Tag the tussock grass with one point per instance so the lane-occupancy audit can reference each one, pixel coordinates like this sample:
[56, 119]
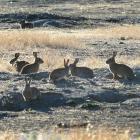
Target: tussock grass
[127, 31]
[74, 134]
[5, 66]
[21, 39]
[53, 60]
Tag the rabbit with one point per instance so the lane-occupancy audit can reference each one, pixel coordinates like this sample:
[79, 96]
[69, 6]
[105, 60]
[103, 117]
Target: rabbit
[83, 72]
[30, 93]
[12, 61]
[34, 67]
[25, 24]
[119, 70]
[18, 64]
[60, 72]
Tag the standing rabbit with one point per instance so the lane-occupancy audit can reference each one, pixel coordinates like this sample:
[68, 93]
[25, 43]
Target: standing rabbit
[18, 65]
[30, 93]
[119, 70]
[83, 72]
[34, 67]
[60, 72]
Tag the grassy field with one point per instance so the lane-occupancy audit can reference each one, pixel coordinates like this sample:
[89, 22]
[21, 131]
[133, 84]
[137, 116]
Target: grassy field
[76, 134]
[48, 41]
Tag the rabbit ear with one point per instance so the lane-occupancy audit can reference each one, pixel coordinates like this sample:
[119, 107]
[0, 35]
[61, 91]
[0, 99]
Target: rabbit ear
[26, 80]
[29, 80]
[66, 62]
[114, 54]
[76, 61]
[17, 54]
[35, 54]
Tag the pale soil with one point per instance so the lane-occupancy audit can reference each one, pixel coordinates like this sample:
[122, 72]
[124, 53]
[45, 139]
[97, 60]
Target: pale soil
[115, 103]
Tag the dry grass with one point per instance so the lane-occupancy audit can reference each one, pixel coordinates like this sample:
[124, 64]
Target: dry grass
[5, 66]
[19, 39]
[76, 134]
[53, 60]
[127, 31]
[52, 40]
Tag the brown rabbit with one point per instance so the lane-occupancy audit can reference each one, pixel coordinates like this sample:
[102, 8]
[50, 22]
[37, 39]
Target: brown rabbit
[30, 93]
[34, 67]
[18, 64]
[83, 72]
[25, 24]
[60, 72]
[119, 70]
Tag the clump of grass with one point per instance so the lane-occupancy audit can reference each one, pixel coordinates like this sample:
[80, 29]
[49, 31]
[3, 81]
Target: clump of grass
[5, 67]
[9, 136]
[117, 32]
[72, 134]
[21, 39]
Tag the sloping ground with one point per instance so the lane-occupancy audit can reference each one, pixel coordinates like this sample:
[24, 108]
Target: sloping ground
[70, 14]
[100, 100]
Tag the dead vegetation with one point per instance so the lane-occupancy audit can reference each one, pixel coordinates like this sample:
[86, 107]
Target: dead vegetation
[74, 134]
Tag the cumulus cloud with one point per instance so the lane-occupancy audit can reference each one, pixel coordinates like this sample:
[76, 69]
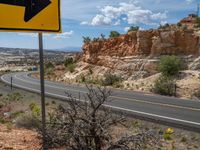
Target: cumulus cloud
[101, 20]
[64, 35]
[84, 23]
[33, 35]
[128, 12]
[189, 1]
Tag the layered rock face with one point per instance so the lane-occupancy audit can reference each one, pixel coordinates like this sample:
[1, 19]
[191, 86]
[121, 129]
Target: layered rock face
[144, 43]
[137, 53]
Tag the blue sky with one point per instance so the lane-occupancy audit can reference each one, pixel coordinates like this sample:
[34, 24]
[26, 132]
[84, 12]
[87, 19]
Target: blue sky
[93, 17]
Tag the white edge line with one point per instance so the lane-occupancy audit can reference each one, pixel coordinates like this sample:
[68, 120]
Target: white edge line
[114, 107]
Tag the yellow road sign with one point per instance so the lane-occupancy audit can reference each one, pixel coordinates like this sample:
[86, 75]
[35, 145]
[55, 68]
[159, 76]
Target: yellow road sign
[30, 15]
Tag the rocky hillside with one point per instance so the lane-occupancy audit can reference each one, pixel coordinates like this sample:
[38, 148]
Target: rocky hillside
[144, 43]
[139, 51]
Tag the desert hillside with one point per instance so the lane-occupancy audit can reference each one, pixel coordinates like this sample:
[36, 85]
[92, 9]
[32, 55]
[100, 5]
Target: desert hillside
[134, 58]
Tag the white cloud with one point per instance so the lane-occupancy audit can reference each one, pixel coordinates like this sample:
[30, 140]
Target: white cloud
[163, 23]
[84, 23]
[34, 35]
[189, 1]
[131, 13]
[101, 20]
[64, 35]
[126, 29]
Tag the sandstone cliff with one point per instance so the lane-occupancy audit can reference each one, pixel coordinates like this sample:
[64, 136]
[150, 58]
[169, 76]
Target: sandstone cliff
[143, 43]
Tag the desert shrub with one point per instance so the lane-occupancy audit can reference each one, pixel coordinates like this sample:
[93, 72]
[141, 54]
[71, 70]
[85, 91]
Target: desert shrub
[35, 109]
[169, 65]
[87, 125]
[165, 26]
[68, 61]
[198, 21]
[71, 67]
[114, 34]
[86, 39]
[16, 114]
[28, 121]
[30, 69]
[111, 80]
[165, 86]
[197, 93]
[14, 97]
[133, 28]
[102, 36]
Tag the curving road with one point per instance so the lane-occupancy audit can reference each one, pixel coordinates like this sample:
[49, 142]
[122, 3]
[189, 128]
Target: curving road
[173, 111]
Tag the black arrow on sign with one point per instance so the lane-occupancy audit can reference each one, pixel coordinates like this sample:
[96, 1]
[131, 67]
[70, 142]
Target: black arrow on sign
[32, 7]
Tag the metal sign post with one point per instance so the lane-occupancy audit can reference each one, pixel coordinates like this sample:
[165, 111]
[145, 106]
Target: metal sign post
[11, 80]
[42, 90]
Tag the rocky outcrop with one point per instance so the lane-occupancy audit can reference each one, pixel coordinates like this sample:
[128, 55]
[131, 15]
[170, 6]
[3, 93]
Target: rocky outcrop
[143, 43]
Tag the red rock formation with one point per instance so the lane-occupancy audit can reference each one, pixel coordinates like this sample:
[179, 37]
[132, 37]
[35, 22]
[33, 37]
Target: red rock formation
[143, 43]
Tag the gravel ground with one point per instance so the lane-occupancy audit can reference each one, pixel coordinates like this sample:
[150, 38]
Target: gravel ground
[14, 138]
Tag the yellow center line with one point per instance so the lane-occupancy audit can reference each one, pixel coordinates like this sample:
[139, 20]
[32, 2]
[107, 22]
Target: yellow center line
[159, 104]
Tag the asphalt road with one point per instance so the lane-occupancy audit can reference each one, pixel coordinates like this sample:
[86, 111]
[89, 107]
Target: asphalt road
[173, 111]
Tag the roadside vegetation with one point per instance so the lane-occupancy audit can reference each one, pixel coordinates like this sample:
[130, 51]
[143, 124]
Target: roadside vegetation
[70, 64]
[169, 67]
[20, 109]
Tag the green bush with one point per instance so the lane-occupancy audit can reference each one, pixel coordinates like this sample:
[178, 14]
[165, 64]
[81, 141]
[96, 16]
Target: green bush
[111, 80]
[114, 34]
[133, 28]
[165, 86]
[28, 121]
[35, 109]
[68, 61]
[86, 39]
[197, 94]
[169, 65]
[198, 21]
[167, 136]
[49, 65]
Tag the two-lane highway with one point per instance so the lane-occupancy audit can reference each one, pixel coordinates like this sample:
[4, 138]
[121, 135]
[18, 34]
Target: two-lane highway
[179, 112]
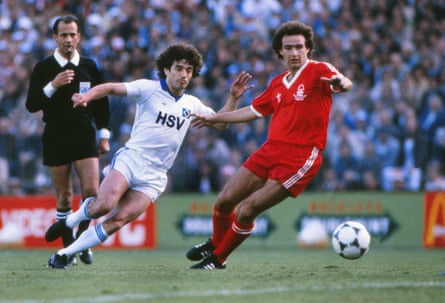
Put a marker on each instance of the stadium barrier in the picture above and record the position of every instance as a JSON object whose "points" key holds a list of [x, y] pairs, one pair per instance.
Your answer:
{"points": [[24, 221], [397, 219]]}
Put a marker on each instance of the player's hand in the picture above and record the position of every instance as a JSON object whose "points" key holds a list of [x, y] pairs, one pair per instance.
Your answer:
{"points": [[104, 146], [63, 78], [239, 86], [337, 81], [200, 120], [79, 100]]}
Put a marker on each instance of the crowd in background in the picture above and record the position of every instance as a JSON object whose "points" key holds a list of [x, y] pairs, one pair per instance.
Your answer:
{"points": [[387, 134]]}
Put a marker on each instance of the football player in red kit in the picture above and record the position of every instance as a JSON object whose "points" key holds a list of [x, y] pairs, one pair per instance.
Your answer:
{"points": [[299, 102]]}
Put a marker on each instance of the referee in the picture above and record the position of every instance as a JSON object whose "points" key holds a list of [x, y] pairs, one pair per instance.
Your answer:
{"points": [[69, 138]]}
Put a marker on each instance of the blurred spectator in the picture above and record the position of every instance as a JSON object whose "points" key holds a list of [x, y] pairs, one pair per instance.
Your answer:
{"points": [[8, 153], [347, 169], [435, 180], [387, 149], [371, 168], [407, 174]]}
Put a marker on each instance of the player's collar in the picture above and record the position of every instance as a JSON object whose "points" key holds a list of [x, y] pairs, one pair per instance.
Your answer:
{"points": [[62, 61], [164, 86]]}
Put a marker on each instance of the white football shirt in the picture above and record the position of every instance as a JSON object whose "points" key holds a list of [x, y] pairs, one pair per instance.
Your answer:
{"points": [[161, 120]]}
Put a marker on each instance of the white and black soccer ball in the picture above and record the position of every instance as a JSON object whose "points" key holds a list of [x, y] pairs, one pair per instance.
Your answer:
{"points": [[351, 240]]}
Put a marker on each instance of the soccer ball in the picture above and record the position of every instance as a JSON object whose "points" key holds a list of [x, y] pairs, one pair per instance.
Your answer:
{"points": [[351, 240]]}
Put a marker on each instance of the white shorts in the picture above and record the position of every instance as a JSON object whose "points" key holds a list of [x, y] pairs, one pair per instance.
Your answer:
{"points": [[140, 174]]}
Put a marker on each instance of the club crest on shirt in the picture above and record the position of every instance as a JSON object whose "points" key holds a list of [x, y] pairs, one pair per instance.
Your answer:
{"points": [[299, 94], [186, 113]]}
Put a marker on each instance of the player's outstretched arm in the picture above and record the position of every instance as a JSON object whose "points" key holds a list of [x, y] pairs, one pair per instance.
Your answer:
{"points": [[339, 82], [237, 90], [243, 114], [97, 92]]}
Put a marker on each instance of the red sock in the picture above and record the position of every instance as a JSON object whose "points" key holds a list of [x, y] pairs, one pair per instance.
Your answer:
{"points": [[232, 239], [221, 222]]}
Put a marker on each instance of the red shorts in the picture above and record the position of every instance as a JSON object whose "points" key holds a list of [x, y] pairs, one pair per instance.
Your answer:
{"points": [[293, 166]]}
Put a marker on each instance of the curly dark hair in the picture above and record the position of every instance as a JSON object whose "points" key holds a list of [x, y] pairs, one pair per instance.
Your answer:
{"points": [[177, 52], [293, 28], [66, 19]]}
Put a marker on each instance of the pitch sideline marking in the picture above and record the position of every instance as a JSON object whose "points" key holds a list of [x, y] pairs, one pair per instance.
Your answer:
{"points": [[235, 292]]}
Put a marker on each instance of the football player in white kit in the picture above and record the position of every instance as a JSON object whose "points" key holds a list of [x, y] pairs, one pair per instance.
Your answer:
{"points": [[138, 171]]}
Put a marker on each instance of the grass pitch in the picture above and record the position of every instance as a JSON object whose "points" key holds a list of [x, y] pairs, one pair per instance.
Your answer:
{"points": [[257, 275]]}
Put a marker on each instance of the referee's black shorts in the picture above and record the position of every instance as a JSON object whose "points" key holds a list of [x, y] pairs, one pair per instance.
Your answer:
{"points": [[61, 150]]}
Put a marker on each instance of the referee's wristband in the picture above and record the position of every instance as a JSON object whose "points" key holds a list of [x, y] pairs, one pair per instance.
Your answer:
{"points": [[103, 133]]}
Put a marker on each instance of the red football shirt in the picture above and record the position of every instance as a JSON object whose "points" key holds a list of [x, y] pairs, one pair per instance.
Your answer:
{"points": [[300, 108]]}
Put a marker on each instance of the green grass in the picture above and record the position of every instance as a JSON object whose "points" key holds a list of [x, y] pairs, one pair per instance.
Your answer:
{"points": [[254, 274]]}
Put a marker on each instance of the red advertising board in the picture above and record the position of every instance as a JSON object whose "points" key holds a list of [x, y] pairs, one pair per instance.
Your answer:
{"points": [[24, 221], [434, 220]]}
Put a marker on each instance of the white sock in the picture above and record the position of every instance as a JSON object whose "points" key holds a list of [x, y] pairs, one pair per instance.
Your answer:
{"points": [[91, 237], [79, 215]]}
========
▸ **Your task**: Take the line holding "Put a marker on each instance of the green" and all lines after it through the end of the data, and set them down exactly.

▸ **Task answer**:
Put a marker on each instance of the green grass in the picture above and record the position of every instance as a JSON object whose "points" key holds a list of [x, y] pairs, one pair per instance.
Your answer:
{"points": [[254, 274]]}
Put a marker on each instance of the red advertising board in the picture above and record the position of every instance as a JSON object whose "points" key holds a list of [x, y] pairs, one pair per instance.
Your answer:
{"points": [[24, 221], [434, 220]]}
Put a marker on each instance of the white sock in the picture above and record the position of every instance as a JSON object whose "points" key holds a list of [x, y] pairs, one pair per instance.
Your answer:
{"points": [[91, 237], [79, 215]]}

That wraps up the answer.